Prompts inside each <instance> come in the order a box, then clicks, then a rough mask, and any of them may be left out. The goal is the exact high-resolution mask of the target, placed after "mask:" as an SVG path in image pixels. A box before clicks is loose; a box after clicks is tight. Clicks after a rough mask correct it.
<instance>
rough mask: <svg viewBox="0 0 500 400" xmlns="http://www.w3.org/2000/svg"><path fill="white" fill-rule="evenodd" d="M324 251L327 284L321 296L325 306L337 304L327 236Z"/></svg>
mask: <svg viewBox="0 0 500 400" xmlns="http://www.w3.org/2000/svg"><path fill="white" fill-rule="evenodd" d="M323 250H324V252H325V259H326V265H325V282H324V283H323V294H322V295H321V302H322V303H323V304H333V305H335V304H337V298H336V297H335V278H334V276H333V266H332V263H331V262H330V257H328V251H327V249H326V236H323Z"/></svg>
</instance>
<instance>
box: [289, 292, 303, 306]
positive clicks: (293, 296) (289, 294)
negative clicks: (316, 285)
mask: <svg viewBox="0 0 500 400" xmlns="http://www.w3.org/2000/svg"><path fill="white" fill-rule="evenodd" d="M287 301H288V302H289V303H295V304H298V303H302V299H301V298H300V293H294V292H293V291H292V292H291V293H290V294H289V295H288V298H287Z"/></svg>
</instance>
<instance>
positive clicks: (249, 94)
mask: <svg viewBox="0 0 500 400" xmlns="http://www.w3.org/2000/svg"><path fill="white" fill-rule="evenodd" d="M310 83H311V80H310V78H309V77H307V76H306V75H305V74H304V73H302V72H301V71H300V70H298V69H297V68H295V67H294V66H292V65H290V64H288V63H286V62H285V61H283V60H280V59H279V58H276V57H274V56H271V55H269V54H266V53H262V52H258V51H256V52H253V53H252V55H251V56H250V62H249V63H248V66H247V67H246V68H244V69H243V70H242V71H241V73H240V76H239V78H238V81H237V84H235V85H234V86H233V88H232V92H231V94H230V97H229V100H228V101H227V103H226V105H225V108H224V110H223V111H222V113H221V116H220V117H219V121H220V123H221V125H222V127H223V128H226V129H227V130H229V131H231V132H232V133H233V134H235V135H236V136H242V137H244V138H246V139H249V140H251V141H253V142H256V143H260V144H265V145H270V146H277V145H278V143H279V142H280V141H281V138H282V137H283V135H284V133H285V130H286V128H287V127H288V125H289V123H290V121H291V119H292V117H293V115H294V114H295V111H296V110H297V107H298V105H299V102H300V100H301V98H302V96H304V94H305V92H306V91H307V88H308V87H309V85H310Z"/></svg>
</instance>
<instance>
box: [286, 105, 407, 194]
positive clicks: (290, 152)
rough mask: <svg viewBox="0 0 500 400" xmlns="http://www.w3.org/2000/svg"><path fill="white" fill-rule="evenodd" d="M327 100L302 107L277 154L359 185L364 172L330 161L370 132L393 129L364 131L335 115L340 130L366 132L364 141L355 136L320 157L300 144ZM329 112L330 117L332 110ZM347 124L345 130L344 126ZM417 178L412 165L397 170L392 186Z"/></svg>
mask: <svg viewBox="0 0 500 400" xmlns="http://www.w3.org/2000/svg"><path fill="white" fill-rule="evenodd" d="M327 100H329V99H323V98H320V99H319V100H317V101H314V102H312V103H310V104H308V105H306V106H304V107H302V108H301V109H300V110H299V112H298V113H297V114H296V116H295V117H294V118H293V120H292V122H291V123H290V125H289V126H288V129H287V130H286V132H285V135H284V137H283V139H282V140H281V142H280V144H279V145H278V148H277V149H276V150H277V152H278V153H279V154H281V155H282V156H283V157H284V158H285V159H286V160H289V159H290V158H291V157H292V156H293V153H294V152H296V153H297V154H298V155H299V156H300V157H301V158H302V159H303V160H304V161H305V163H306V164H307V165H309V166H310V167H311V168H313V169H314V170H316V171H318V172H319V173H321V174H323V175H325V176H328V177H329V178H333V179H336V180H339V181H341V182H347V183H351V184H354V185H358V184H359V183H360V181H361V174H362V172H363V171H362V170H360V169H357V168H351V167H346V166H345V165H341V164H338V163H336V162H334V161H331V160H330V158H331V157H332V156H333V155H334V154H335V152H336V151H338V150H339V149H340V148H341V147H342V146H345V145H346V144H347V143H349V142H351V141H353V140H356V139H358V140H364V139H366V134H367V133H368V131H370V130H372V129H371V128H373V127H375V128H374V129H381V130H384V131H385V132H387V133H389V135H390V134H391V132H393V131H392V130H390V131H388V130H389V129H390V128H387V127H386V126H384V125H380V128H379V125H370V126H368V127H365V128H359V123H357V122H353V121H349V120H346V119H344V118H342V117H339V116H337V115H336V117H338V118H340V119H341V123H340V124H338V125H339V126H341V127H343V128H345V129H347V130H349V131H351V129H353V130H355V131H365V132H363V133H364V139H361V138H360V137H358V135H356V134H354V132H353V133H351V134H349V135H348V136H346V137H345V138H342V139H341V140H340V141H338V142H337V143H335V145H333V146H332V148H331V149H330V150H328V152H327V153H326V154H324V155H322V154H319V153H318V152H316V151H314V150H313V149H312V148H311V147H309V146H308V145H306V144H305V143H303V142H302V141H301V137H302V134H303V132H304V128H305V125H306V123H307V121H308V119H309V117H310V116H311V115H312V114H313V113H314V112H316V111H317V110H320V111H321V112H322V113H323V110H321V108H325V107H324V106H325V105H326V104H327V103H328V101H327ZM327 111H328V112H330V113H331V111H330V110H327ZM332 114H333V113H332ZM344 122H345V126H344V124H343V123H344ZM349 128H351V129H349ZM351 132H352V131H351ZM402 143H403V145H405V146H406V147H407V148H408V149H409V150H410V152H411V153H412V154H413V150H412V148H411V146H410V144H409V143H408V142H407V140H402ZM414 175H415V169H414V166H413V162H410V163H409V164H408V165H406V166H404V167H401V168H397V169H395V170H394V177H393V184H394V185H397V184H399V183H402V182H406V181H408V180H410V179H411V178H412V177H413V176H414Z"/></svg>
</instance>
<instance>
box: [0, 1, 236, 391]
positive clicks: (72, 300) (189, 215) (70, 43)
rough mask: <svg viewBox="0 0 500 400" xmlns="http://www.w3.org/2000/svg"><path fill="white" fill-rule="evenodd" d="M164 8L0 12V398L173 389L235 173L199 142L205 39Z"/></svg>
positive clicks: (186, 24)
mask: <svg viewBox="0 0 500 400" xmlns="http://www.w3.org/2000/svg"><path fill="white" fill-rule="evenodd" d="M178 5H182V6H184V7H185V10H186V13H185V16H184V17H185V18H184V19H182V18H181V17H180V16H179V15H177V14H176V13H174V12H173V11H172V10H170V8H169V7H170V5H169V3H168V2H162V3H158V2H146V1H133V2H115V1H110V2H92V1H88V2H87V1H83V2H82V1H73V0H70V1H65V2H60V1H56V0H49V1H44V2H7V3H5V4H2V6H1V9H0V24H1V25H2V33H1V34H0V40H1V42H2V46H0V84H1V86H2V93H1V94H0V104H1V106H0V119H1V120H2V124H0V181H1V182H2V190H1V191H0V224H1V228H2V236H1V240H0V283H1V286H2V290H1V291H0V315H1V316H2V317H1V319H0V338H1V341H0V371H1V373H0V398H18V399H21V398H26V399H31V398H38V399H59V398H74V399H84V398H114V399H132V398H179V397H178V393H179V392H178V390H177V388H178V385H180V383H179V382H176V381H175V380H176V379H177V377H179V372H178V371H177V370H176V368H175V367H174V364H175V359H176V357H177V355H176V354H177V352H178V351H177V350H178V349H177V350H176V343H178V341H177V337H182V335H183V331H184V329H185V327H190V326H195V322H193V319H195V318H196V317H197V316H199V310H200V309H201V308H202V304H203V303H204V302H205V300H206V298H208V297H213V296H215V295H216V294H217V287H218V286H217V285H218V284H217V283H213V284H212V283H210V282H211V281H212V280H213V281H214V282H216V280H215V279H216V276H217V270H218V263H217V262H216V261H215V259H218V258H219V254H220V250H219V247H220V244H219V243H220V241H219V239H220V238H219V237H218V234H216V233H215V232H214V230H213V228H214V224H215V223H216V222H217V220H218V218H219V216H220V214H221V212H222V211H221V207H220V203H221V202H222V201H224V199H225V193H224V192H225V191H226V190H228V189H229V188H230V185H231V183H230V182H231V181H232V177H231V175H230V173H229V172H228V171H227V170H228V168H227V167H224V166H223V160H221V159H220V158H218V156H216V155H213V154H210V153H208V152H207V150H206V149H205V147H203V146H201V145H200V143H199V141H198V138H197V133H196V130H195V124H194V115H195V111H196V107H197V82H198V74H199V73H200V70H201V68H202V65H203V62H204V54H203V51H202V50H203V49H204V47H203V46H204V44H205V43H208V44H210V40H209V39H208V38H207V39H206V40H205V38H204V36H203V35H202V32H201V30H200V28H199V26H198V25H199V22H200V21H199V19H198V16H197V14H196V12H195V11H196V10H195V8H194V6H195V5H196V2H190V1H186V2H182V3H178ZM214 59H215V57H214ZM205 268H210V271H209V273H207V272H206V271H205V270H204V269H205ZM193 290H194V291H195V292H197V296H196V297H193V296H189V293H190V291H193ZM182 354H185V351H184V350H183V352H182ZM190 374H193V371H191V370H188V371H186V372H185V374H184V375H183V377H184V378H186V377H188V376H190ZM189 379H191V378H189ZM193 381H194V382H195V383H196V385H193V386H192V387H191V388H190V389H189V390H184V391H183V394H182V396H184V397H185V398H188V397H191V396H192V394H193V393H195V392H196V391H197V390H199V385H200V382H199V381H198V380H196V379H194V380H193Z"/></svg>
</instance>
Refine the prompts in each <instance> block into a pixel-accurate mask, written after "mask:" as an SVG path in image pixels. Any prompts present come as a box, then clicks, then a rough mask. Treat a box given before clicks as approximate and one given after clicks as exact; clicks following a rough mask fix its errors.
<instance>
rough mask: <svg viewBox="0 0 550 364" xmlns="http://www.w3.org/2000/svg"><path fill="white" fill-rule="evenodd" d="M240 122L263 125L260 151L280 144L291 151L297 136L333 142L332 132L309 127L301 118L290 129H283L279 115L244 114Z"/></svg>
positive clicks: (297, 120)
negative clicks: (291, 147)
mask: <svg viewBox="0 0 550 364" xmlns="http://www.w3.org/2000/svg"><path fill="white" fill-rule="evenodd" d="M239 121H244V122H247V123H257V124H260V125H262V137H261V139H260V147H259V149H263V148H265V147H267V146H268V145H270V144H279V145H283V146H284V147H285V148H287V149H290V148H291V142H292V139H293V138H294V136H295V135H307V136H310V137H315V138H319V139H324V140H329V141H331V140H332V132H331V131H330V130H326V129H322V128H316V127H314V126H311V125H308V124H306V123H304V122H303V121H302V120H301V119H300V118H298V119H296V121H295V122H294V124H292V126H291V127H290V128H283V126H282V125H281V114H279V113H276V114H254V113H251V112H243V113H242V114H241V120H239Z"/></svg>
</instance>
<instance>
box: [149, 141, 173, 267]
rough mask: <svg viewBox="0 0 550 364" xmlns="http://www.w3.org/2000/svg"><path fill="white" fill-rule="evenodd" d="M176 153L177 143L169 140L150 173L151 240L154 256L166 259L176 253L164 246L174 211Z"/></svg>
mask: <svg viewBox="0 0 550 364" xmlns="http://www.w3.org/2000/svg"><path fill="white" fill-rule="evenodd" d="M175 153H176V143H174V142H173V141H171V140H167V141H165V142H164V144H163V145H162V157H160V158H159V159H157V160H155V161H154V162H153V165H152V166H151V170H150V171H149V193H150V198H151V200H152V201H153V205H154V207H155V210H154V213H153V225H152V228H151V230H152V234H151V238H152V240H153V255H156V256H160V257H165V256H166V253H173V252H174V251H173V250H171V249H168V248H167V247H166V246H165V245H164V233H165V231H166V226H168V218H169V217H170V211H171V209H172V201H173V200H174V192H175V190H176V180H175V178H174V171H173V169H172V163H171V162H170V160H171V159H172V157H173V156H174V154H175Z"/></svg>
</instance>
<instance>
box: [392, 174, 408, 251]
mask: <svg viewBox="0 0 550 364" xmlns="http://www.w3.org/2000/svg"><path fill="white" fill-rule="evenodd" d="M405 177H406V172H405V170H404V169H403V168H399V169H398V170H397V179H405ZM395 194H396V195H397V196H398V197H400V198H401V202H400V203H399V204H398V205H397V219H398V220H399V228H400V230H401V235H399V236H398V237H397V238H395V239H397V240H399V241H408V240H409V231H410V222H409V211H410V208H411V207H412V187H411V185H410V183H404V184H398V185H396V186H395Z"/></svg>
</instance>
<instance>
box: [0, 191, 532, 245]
★ ★ ★ ★ ★
- ASSIGNMENT
All lines in the listing above between the line with "122L263 125L260 151L280" and the line with "positive clicks: (297, 120)", inclusive, should be set down exactly, and no line outside that range.

- SOLUTION TO THE PROBLEM
rough mask: <svg viewBox="0 0 550 364" xmlns="http://www.w3.org/2000/svg"><path fill="white" fill-rule="evenodd" d="M240 122L263 125L260 151L280 144L291 151L297 136L333 142L332 132L309 127L301 118L290 129H283L279 115L244 114Z"/></svg>
positive clicks: (297, 120)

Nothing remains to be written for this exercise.